Work item: When you reach the line containing "Target: sky above building" in the records below, start copying exactly, and stop once you have copied the line containing "Target: signboard on building".

** Supplied records follows **

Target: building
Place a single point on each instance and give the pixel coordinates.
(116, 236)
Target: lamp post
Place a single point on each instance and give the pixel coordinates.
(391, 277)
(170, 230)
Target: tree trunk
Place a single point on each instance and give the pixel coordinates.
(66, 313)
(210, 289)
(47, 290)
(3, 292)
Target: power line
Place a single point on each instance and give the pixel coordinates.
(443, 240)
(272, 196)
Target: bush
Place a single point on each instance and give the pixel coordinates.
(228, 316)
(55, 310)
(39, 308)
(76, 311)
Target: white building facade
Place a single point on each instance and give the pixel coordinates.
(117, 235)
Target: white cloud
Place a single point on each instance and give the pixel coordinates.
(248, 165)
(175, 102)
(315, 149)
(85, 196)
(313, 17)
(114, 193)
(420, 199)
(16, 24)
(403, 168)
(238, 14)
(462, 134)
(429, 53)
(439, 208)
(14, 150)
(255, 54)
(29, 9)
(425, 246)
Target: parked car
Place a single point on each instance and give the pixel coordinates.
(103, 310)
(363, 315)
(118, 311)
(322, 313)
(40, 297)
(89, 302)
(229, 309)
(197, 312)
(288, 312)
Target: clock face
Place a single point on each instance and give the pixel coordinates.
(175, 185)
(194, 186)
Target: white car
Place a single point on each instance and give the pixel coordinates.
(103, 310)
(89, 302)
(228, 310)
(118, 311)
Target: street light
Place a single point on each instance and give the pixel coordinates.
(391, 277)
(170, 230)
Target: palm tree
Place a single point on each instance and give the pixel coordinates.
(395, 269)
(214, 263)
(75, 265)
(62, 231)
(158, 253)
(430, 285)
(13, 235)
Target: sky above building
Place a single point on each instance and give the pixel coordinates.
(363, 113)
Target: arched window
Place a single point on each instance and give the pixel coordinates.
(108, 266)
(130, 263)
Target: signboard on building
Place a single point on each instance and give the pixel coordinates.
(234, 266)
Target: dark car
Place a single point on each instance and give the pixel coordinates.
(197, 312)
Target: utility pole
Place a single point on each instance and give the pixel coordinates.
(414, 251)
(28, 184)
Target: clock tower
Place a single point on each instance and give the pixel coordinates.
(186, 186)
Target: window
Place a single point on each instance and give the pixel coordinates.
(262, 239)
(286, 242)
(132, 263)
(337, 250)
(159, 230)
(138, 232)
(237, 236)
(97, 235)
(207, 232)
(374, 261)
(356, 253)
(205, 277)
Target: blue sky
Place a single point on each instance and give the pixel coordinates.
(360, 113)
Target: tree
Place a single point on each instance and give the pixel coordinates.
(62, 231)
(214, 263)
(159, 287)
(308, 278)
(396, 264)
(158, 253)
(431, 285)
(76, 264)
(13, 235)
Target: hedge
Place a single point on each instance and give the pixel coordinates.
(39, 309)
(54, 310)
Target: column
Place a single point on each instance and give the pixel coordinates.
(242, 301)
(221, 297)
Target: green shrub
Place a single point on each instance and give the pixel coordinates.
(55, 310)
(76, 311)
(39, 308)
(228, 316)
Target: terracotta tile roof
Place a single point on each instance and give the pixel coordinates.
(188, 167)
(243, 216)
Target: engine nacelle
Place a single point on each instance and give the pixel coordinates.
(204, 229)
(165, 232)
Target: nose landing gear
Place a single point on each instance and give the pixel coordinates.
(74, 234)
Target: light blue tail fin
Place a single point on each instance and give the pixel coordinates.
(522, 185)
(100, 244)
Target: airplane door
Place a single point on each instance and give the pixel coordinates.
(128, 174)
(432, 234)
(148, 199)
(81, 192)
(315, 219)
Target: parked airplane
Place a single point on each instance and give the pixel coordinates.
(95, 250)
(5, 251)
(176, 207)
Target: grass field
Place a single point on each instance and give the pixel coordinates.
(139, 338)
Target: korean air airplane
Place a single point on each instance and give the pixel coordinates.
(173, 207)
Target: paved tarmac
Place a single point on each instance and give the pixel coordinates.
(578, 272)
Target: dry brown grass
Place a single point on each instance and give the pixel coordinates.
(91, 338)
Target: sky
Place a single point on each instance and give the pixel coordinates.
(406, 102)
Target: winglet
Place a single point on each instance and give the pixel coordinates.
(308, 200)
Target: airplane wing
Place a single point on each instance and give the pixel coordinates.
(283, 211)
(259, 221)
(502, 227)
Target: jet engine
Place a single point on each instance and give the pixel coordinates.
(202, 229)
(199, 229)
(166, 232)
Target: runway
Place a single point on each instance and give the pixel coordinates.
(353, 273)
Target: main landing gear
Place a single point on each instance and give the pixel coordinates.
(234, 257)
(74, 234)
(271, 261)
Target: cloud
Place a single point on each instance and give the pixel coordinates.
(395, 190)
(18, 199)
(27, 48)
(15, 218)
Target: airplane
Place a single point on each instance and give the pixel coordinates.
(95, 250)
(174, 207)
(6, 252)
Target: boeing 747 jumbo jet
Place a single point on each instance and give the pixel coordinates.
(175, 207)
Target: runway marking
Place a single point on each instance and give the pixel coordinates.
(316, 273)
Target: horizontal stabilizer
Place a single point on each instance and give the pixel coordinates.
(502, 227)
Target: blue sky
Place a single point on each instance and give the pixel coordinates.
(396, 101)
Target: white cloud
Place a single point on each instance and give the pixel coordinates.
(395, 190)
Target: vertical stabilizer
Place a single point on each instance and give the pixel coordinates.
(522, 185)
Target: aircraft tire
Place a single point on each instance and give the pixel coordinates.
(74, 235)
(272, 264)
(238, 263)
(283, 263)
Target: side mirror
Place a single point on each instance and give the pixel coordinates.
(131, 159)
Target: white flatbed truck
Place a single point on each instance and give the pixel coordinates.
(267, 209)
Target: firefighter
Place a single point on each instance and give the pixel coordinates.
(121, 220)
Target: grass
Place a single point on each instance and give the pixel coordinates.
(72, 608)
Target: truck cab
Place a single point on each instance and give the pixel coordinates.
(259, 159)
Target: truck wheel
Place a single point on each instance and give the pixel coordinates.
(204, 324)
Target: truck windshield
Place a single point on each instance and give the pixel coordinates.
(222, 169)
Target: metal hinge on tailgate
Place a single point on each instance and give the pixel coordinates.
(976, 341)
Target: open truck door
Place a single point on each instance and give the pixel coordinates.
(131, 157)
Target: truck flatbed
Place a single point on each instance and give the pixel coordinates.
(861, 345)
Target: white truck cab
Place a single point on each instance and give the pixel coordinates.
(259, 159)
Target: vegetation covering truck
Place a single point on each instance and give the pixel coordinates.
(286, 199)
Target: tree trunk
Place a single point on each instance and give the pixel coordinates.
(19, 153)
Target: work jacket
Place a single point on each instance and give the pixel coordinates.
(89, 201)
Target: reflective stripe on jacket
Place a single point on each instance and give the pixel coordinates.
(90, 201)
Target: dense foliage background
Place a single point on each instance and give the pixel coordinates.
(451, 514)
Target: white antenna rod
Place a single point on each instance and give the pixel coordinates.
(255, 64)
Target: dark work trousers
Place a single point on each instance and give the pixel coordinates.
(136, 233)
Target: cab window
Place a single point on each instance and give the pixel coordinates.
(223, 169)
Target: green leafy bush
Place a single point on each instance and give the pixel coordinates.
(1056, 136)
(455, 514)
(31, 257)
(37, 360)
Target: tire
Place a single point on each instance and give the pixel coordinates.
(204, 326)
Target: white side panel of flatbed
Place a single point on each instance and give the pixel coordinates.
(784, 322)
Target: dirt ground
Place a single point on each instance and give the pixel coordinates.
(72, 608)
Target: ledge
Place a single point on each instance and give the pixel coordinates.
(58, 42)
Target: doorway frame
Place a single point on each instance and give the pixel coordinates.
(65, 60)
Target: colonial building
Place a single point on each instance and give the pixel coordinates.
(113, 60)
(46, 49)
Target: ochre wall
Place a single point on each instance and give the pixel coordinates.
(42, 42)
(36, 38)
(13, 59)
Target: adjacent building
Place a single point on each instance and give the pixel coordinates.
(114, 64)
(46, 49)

** End of Supplied records **

Exercise solution:
Target: sky above building
Place a single point on each instance and give the pixel coordinates.
(363, 113)
Target: arched window
Place a single point on each instance and give the pixel coordinates.
(108, 266)
(130, 263)
Target: signboard on building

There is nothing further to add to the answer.